EXERCISE DIRECTIONS: Answer with one number only: the count of lines below that hold the word "tree".

GIVEN ENTRIES:
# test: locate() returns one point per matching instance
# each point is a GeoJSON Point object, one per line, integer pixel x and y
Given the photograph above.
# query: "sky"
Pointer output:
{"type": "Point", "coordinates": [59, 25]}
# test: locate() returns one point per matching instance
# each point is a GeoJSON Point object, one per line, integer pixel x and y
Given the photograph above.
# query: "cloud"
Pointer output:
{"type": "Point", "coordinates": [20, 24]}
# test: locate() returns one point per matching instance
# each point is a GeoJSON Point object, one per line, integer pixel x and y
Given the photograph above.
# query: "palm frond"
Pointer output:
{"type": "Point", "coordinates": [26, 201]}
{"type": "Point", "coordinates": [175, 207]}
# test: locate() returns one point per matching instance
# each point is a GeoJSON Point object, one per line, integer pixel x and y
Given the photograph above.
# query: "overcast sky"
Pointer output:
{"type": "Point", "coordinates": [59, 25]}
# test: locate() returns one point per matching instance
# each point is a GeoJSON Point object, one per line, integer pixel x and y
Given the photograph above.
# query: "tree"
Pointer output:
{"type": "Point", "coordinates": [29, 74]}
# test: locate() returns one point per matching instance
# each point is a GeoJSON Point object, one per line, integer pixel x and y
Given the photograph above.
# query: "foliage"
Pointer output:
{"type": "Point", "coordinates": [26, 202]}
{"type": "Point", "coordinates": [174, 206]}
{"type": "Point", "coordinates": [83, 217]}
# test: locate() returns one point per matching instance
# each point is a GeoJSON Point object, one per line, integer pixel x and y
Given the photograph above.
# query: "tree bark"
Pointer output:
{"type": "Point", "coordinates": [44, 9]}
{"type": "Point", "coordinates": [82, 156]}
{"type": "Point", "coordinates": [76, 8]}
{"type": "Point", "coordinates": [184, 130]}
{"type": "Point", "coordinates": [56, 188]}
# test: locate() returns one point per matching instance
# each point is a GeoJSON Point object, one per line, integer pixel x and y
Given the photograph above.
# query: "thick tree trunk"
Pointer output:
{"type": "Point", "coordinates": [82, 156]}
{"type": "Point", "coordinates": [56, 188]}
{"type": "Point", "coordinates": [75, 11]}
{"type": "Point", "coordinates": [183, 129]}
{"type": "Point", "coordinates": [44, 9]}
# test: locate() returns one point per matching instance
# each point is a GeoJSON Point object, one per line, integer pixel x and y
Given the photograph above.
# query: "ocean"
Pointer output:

ANSWER BOX: 3